### Exercise task:
Render every line of the entries below as a numbered list, leaving out any blank lines.

### Dataset records:
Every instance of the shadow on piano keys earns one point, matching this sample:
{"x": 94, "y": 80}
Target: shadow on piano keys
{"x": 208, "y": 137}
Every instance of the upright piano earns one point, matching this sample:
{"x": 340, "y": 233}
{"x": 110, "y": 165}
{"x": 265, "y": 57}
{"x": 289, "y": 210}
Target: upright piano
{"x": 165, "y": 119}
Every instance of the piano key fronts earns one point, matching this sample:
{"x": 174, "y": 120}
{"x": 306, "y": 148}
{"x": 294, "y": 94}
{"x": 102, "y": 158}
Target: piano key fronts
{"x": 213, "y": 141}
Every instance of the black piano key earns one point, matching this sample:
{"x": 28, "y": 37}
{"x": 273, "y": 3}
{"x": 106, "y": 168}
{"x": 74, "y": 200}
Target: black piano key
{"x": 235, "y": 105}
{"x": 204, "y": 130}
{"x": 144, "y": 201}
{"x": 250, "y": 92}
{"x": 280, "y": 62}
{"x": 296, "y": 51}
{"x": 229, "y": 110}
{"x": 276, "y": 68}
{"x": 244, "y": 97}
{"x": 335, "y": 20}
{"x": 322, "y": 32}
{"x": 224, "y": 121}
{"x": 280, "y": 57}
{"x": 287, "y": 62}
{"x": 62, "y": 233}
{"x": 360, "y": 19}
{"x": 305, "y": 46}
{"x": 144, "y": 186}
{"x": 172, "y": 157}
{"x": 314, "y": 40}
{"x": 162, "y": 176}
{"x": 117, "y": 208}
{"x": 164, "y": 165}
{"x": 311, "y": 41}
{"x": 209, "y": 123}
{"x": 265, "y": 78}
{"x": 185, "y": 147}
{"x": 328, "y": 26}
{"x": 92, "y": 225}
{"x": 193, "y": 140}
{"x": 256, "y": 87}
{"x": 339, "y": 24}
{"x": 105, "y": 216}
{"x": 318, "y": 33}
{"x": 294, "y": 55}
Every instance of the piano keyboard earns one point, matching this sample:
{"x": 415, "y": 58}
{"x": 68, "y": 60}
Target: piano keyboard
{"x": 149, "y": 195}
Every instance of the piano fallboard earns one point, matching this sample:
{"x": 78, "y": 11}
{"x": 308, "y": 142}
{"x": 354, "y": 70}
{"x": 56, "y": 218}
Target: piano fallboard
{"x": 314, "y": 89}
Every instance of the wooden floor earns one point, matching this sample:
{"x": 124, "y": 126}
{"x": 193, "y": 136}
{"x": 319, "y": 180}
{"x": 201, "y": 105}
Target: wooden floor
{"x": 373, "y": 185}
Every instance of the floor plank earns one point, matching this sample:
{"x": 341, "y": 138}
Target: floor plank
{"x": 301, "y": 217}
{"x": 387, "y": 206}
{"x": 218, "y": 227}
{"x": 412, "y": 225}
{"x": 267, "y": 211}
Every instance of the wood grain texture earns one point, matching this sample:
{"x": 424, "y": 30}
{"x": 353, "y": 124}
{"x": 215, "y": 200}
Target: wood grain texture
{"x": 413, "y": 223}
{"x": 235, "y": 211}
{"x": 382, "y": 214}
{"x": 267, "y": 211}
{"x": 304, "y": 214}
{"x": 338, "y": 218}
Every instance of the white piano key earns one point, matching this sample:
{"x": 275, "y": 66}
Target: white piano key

### Answer to this exercise:
1. Every instance of the shadow on piano keys earns one point, matching this sample:
2. {"x": 94, "y": 80}
3. Target: shadow on piano keys
4. {"x": 208, "y": 137}
5. Every instance of the upright piano earns one point, matching this sample:
6. {"x": 340, "y": 233}
7. {"x": 110, "y": 165}
8. {"x": 265, "y": 57}
9. {"x": 289, "y": 210}
10. Target: upright piano
11. {"x": 165, "y": 119}
12. Every instance of the piano key fronts earns one point, matching this sample:
13. {"x": 174, "y": 120}
14. {"x": 306, "y": 148}
15. {"x": 294, "y": 94}
16. {"x": 102, "y": 158}
17. Target: piano key fronts
18. {"x": 213, "y": 141}
19. Every instance of the black piano key earns one point, matching this sample:
20. {"x": 28, "y": 37}
21. {"x": 273, "y": 3}
22. {"x": 106, "y": 168}
23. {"x": 74, "y": 200}
24. Target: black piano key
25. {"x": 235, "y": 105}
26. {"x": 204, "y": 130}
27. {"x": 144, "y": 201}
28. {"x": 250, "y": 92}
29. {"x": 280, "y": 62}
30. {"x": 296, "y": 51}
31. {"x": 229, "y": 110}
32. {"x": 276, "y": 68}
33. {"x": 244, "y": 97}
34. {"x": 335, "y": 20}
35. {"x": 322, "y": 32}
36. {"x": 224, "y": 121}
37. {"x": 280, "y": 57}
38. {"x": 287, "y": 62}
39. {"x": 62, "y": 233}
40. {"x": 360, "y": 19}
41. {"x": 305, "y": 46}
42. {"x": 144, "y": 186}
43. {"x": 172, "y": 157}
44. {"x": 314, "y": 40}
45. {"x": 162, "y": 176}
46. {"x": 117, "y": 208}
47. {"x": 164, "y": 165}
48. {"x": 311, "y": 41}
49. {"x": 209, "y": 123}
50. {"x": 265, "y": 78}
51. {"x": 185, "y": 147}
52. {"x": 328, "y": 26}
53. {"x": 92, "y": 225}
54. {"x": 193, "y": 140}
55. {"x": 256, "y": 87}
56. {"x": 339, "y": 24}
57. {"x": 105, "y": 216}
58. {"x": 318, "y": 33}
59. {"x": 294, "y": 55}
60. Every instance of the piano keyboard earns one point, matching this sample:
61. {"x": 415, "y": 58}
62. {"x": 68, "y": 60}
63. Target: piano keyboard
64. {"x": 149, "y": 195}
65. Every instance of the piano fallboard earns one point, matching this sample:
66. {"x": 78, "y": 11}
67. {"x": 308, "y": 142}
68. {"x": 354, "y": 70}
69. {"x": 56, "y": 218}
70. Target: piano fallboard
71. {"x": 314, "y": 89}
72. Every instance of the wooden floor earns one point, matching this sample:
73. {"x": 124, "y": 126}
74. {"x": 193, "y": 136}
75. {"x": 319, "y": 180}
76. {"x": 201, "y": 105}
77. Target: wooden floor
78. {"x": 373, "y": 185}
79. Every instance of the floor plank earns one point, matching this sample:
80. {"x": 341, "y": 138}
81. Target: floor plank
82. {"x": 301, "y": 217}
83. {"x": 387, "y": 206}
84. {"x": 218, "y": 227}
85. {"x": 412, "y": 225}
86. {"x": 267, "y": 211}
87. Every instance of the wood grain texture earns one point, matching this sample:
88. {"x": 424, "y": 30}
89. {"x": 353, "y": 124}
90. {"x": 215, "y": 200}
91. Target: wood grain texture
92. {"x": 413, "y": 223}
93. {"x": 235, "y": 211}
94. {"x": 382, "y": 214}
95. {"x": 267, "y": 211}
96. {"x": 304, "y": 214}
97. {"x": 338, "y": 218}
98. Every instance of the white piano key earns one point, matching this sample:
99. {"x": 275, "y": 66}
100. Target: white piano key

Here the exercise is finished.